- _Texte affiché_
Le sénateur Losier-Cool: Il n'y a pas de rapport. Vos avez parlé de prévention précoce -- du règlement de la question avant que les enfants ne parviennent au stade de l'éducation postsecondaire. Ces enfants ont droit à une certaine qualité de vie, et nous considérons que le projet de loi est un moyen de les aider.

Mme Forbister: S'il y a des arriérés lorsqu'ils atteignent 18 ans, la dette ne sera pas éteinte.

Le sénateur Cools: Je vous remercie d'avoir fait un exposé si mûrement réfléchi. Combien d'heures lui avez-vous consacré? On ne vous avait donné que quelques jours de préavis.

M. LaBerge: Nous avons commencé à le préparer vendredi après-midi.

Mme Forbister: Mike et moi l'avons préparé ensemble. Les membres de notre conseil d'administration sont tous des bénévoles qui font tout leur possible pour aider. Ils sont dévoués à leurs enfants et au système. Je tiens à remercier mon conseil de son assistance.

Le sénateur Cools: Vous avez manifestement lu le projet de loi article par article et examiné tous ses éléments. J'ai beaucoup de respect pour une telle approche.

Le sénateur Bosa: Je partage l'avis du sénateur Cools. Vous avez fait un excellent travail. Merci d'être venus de votre lointain Alberta pour témoigner devant nous avec si peu de préavis.

Je voudrais attirer votre attention sur les lignes directrices. Le projet de loi lui-même sera soumis à un examen dans cinq ans et d'autres modifications pourront alors être proposées, mais les lignes directrices seront examinées avant cette date.

Le sénateur Jessiman: Où dit-on cela?

Le sénateur Bosa: Il n'est pas nécessaire que l'examen du règlement soit fait par le Parlement.

Le sénateur Jessiman: Où dit-on cela?

Le sénateur Bosa: Ce sont les fonctionnaires qui nous l'ont dit. Je ne sais pas s'il en est fait mention dans le projet de loi.

Je vous remercie de nous avoir signalé quelques-unes des lacunes du règlement, par exemple, l'âge de la majorité et l'injustice du traitement auquel les parents qui n'ont pas la garde de leurs enfants peuvent être exposés. Vous n'êtes pas le seul groupe à avoir mentionné les lignes directrices. Le projet de loi sera bien sûr adopté, mais le gouvernement tiendra compte de certaines de ces anomalies.

Comme les lignes directrices l'indiquent, le gouvernement souhaitait obtenir des commentaires avant le 15 octobre. Cela n'exclut cependant pas que des mesures correctives puissent être prises dans un bref avenir.

Mme Forbister: Nous recommandons que les lignes directrices soient révisées avant la mise en oeuvre du projet de loi.

La présidente: Je vous remercie. Il est rare que des témoins fassent des recommandations. Il est donc très important et particulièrement satisfaisant pour nous que vous l'ayez fait.

- _Données enregistrées_
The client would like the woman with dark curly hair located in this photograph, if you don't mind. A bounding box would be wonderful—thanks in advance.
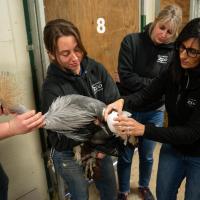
[105,18,200,200]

- _Objectifs_
a – Modifiez le passage de la transcription de l'audience qui commence par les mots contenant « Le sénateur Losier-Cool: Il » et se termine par « de les aider. », en remplaçant « prévention précoce » par « intervention rapide ».
b – D'après la transcription de l'audience, les affirmations suivantes sont-elles exactes ? Répondez par oui ou par non et citez les mots qui le montrent.
(i) M. LaBerge indique que la préparation de l'exposé a commencé un vendredi après-midi.
(ii) Le sénateur Bosa affirme que le projet de loi mentionne l'examen des lignes directrices.
(iii) Mme Forbister recommande de réviser les lignes directrices après la mise en oeuvre du projet de loi.
c – Rédigez la suite de la transcription de l'audience, après sa dernière réplique.

- _Réponses_
a –
Le sénateur Losier-Cool: Il n'y a pas de rapport. Vos avez parlé de intervention rapide -- du règlement de la question avant que les enfants ne parviennent au stade de l'éducation postsecondaire. Ces enfants ont droit à une certaine qualité de vie, et nous considérons que le projet de loi est un moyen de les aider.

b –
(i) Oui : « Nous avons commencé à le préparer vendredi après-midi. »
(ii) Non : « Je ne sais pas s'il en est fait mention dans le projet de loi. »
(iii) Non : « Nous recommandons que les lignes directrices soient révisées avant la mise en oeuvre du projet de loi. »

c –
M. LaBerge: Madame la présidente, Mme Forbister et moi-même tenons à vous remercier. Lorsque le groupe de travail a élaboré ces lignes directrices, on ne nous a pas permis de participer au processus, mais vous nous avez rendu foi dans le système en nous invitant à comparaître devant vous aujourd'hui.

Le sénateur Jessiman: Pour la gouverne du sénateur Bosa, il est indiqué que les lignes directrices seront examinées à nouveau dans les cinq ans qui suivront l'entrée en vigueur de cet article.

Le sénateur Bosa: Il s'agit du projet de loi.

Le sénateur Jessiman: Je crois qu'il s'agit des lignes directrices.

La présidente: Nous allons maintenant entendre les représentants de R.E.A.L. Women of Canada.

Mme C. Gwendolyn Landolt, vice-présidente nationale, R.E.A.L. Women of Canada: Madame la présidente, je vous remercie de nous avoir invités à comparaître devant vous aujourd'hui. Ce projet de loi nous inspire de sérieuses réserves. Tout document législatif doit avoir une qualité essentielle, la justice et l'équilibre. Or, il me semble que ce n'est pas le cas ici. Ce projet de loi semble considérer que les hommes qui, dans la plupart des cas, n'ont pas la garde des enfants, sont difficiles, intransigeants et peu dignes de confiance. Il présente au contraire les femmes comme des êtres toujours nobles et vertueux, ce qui n'est malheureusement pas le cas.

Vous noterez que ce projet de loi ne considère que le parent qui n'a pas la garde, c'est-à-dire, dans 85 p. 100 des cas au Canada, le père. En compensation, aucune responsabilité n'est imposée au parent qui a la garde des enfants, c'est-à-dire, presque toujours, la mère. Celle-ci n'a aucun compte à rendre. Toutes les dispositions visent les hommes, ces êtres méprisables qui répugnent manifestement à assumer leurs responsabilités à l'égard de leurs enfants.

Je tiens à souligner, dès le départ, que la plupart des parents, aussi bien les pères que les mères, aiment profondément leurs enfants et veulent assurer leur bien-être. Ce n'est pas du tout le tableau que brosse le projet de loi. Il représente les hommes comme les ennemis des mères et des enfants, des êtres bestiaux que l'on ne peut dresser qu'en mettant en place des dispositions très sévères qui les contraindront à payer.

Cette absence d'équilibre est une des principales critiques que nous inspire le projet de loi. Il ne prévoit aucune responsabilité comparable pour la mère, qui a habituellement la garde des enfants.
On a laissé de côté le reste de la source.